═════ Excerpt to read
One other reviewer smartly noted that, contra the book's title, this work is largely a history of Wall Street, and not necessarily a larger history of the US, and I think that point is well-stated. As I recall, all of the chapters end more or less when the author decided that official crash was over, and the chapters don't necessarily go into broader societal issues that occurred as a result. With that said, the author does give a little societal information in subsequent chapters, so it's not purely a Wall Street history.
The only other item that made some of the reading a bit of a slog (and why I gave four stars instead of five) is that the author will spend swaths of chapters writing things like, "On such and such a date, the market closed another x% down, and on the following date it fell another x%, which brought the market to a new low for the year." In the final chapter (about the 2010 Flash Crash), the author breaks these falls down to minute by minute. On the one hand, I think the research required to enable the author to break things down into such small chunks is commendable, but on the other, for this reader at least, details about specific numbers broken down into such small time periods was a little tedious to get through--especially when I think a strength of the book is how he focuses on specific people in the first halves of the chapters and is able to fashion a narrative out of them.
══════════
Brief A »
According to the review, what event does the book's final chapter cover?
The review and the rows that follow it have nothing to do with each other.
═════ Entries provided
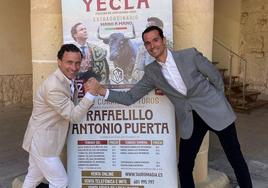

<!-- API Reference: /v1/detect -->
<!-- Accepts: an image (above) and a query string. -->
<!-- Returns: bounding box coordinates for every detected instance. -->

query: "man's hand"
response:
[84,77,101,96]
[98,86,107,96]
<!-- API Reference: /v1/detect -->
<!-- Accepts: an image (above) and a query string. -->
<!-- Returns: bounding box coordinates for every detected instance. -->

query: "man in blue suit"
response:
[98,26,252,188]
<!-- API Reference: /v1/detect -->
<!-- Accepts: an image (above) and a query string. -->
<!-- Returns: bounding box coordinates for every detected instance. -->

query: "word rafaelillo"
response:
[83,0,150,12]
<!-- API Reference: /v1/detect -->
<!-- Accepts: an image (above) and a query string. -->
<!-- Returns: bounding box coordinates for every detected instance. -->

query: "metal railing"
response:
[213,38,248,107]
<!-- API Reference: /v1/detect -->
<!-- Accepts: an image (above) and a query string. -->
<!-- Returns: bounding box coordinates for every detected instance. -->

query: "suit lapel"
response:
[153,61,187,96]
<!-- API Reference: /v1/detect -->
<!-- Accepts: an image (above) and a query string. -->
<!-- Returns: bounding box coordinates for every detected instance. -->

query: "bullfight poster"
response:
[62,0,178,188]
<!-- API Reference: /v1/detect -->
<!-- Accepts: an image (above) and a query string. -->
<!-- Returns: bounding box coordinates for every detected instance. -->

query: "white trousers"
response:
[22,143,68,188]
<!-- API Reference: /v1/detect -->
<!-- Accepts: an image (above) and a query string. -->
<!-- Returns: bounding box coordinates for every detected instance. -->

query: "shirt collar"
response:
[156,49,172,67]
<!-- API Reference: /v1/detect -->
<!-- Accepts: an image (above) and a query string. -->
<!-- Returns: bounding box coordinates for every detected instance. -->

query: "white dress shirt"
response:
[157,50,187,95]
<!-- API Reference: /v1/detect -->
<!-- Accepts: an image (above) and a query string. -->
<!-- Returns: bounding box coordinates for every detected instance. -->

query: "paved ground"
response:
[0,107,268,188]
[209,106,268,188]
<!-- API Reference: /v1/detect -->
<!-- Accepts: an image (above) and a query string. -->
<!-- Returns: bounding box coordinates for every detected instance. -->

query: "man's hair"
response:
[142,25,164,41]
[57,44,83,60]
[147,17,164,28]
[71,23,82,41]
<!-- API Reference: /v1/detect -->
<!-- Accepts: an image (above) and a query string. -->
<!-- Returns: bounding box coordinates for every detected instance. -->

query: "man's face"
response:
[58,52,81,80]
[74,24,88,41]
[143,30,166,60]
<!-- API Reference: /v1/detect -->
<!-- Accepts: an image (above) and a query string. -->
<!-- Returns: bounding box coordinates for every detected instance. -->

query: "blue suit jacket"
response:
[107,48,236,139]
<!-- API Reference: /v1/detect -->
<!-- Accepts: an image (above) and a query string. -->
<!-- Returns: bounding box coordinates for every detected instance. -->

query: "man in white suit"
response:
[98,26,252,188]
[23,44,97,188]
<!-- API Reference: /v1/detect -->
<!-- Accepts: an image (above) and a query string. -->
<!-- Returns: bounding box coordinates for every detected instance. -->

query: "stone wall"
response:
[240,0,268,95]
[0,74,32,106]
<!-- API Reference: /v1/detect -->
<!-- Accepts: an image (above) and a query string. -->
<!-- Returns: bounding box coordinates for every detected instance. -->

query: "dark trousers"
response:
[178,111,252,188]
══════════
═════ Entries provided
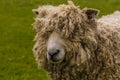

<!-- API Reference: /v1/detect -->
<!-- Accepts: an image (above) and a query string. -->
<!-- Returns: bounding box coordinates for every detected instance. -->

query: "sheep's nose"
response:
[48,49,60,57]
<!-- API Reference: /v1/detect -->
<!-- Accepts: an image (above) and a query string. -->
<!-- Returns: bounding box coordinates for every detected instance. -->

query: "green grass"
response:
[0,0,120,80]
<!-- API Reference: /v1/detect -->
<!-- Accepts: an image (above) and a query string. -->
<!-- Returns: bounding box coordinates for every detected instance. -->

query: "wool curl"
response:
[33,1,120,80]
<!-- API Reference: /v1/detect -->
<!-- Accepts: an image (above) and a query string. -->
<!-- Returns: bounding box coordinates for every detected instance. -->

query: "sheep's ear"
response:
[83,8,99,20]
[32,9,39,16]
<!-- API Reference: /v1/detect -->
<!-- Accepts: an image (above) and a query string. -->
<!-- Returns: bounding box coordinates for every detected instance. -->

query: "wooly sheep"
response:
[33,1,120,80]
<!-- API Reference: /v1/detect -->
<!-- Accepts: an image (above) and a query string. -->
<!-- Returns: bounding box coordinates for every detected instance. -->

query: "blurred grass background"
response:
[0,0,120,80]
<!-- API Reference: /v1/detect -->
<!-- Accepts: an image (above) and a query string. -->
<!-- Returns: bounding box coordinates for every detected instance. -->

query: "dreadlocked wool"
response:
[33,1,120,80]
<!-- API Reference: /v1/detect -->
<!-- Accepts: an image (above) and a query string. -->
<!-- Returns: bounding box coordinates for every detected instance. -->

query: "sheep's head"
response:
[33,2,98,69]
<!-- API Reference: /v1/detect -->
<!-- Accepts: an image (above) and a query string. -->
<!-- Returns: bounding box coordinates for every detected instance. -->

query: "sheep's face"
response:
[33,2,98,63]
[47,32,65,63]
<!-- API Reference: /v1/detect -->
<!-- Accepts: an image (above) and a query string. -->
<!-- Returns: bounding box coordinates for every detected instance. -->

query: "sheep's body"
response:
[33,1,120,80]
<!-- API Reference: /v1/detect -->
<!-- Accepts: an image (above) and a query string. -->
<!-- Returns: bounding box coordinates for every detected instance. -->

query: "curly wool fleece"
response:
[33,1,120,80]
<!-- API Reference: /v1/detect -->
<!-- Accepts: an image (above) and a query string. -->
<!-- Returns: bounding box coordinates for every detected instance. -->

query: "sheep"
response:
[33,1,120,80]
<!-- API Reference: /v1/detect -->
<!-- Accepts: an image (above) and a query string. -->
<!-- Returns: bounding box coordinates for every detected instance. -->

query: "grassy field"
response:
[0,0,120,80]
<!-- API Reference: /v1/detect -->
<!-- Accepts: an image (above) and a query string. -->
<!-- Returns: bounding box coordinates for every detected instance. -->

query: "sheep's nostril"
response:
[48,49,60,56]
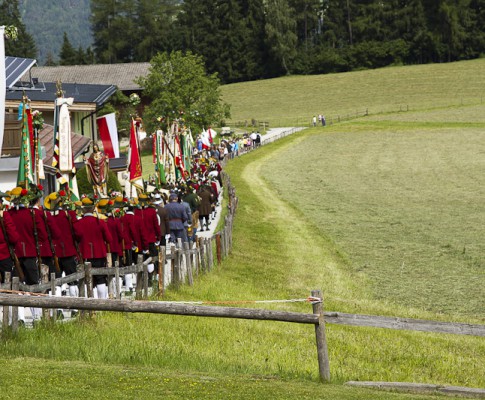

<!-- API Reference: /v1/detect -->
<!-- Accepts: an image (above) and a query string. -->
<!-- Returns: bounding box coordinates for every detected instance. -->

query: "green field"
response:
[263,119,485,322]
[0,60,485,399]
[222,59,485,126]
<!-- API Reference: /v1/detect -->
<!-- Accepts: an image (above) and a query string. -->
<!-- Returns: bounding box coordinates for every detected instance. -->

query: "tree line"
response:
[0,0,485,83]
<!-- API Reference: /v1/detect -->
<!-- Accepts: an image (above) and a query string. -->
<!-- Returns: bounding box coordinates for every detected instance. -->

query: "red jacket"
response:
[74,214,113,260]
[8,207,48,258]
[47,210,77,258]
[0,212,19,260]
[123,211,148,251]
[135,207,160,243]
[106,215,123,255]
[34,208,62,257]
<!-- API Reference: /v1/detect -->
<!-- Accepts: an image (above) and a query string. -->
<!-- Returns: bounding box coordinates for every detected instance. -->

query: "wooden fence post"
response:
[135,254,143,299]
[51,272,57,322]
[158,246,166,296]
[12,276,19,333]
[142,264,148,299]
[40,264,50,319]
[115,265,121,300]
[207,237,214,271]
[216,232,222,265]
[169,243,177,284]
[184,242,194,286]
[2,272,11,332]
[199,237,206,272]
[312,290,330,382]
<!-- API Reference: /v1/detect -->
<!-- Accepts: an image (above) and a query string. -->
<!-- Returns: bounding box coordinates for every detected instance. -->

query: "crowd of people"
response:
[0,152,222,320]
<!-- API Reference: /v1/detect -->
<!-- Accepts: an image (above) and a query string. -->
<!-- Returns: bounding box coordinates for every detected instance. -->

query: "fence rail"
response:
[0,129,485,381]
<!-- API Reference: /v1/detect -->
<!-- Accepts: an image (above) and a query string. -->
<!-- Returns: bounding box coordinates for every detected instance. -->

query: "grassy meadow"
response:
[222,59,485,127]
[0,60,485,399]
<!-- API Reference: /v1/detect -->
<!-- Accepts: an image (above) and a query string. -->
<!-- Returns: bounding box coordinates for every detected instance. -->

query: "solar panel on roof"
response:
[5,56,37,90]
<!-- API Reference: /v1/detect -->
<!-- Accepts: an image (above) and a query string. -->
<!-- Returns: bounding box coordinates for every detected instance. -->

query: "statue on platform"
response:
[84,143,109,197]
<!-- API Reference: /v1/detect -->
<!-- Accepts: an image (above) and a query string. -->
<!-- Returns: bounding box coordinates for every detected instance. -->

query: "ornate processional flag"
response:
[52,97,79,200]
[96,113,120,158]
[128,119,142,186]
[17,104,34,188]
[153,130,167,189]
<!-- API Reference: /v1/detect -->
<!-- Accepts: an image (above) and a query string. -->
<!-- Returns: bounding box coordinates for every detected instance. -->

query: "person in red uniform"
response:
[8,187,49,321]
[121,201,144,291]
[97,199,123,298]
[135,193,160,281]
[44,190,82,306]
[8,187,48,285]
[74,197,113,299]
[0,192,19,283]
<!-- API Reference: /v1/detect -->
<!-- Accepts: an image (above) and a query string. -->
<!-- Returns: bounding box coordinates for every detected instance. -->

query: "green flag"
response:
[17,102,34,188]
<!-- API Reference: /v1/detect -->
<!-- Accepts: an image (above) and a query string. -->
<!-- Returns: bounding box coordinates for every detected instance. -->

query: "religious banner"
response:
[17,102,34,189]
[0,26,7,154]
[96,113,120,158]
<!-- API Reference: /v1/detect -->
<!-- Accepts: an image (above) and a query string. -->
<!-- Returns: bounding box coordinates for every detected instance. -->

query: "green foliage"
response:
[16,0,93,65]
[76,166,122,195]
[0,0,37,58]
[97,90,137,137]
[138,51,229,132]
══════════
Brief B »
List every line of the rows that contains the string "field". Case counts.

Final result A »
The 2010 Flash Crash.

Final result B »
query: "grassy field"
query: "green field"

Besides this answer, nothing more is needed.